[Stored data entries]
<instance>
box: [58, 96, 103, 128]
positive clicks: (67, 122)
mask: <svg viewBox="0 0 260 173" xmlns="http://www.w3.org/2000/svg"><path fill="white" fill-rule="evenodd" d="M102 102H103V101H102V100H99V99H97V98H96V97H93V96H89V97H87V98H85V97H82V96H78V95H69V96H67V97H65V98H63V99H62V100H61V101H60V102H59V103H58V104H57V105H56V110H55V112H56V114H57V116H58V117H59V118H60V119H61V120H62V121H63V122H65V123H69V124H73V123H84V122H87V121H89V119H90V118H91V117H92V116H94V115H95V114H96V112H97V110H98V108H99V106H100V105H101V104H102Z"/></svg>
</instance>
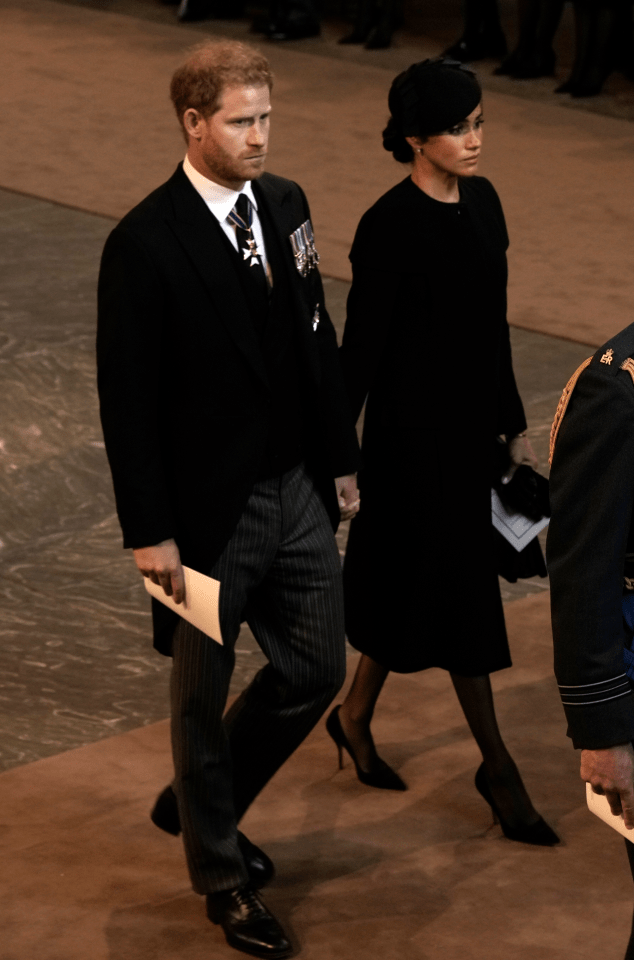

▶ **WHAT IS REQUIRED**
Produce an exact reprint of the entries, dropping the images.

▶ **RESPONSE**
<instance>
box: [58, 96, 103, 128]
positive clicks: (67, 122)
mask: <svg viewBox="0 0 260 173" xmlns="http://www.w3.org/2000/svg"><path fill="white" fill-rule="evenodd" d="M102 102H103V101H102V100H99V99H97V98H96V97H93V96H89V97H87V98H85V97H82V96H78V95H69V96H67V97H65V98H63V99H62V100H61V101H60V102H59V103H58V104H57V105H56V110H55V112H56V114H57V116H58V117H59V118H60V119H61V120H62V121H63V122H65V123H69V124H73V123H84V122H87V121H89V119H90V118H91V117H92V116H94V115H95V114H96V112H97V110H98V108H99V106H100V105H101V104H102Z"/></svg>
</instance>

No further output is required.